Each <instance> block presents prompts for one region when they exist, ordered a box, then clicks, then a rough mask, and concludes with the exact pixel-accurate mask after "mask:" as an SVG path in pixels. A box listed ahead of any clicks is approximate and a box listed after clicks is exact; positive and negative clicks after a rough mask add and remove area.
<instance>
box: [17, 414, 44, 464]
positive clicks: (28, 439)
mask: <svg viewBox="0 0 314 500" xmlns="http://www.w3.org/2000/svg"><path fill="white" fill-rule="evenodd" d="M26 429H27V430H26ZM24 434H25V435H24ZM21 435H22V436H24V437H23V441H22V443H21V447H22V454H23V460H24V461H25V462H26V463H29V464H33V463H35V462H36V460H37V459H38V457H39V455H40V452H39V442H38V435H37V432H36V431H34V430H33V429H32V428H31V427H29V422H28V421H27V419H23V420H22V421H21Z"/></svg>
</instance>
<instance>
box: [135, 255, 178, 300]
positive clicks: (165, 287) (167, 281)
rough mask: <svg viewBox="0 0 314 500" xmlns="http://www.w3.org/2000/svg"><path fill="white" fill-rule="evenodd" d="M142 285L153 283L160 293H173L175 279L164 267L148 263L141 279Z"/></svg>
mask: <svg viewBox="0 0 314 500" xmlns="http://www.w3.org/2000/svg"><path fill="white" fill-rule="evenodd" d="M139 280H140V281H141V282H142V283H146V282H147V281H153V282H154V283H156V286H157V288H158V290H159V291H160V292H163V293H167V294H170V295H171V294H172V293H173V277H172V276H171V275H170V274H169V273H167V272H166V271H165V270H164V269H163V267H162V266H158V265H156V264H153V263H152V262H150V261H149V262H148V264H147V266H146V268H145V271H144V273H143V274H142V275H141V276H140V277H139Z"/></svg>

**Work to complete**
Give back the listing exactly, please, from its first line to the line containing "box: [17, 414, 44, 464]", inclusive, and nothing past that line.

**Exercise result**
Each <instance> block presents prompts for one region when they exist, ordered a box, then clicks, then a rough mask, and concludes with the exact pixel-accurate mask after "mask:" as an SVG path in pixels. A box listed ahead of any clicks is approximate and a box listed after clicks is exact; positive and negative clicks after a rough mask add and remove area.
<instance>
box: [17, 414, 44, 464]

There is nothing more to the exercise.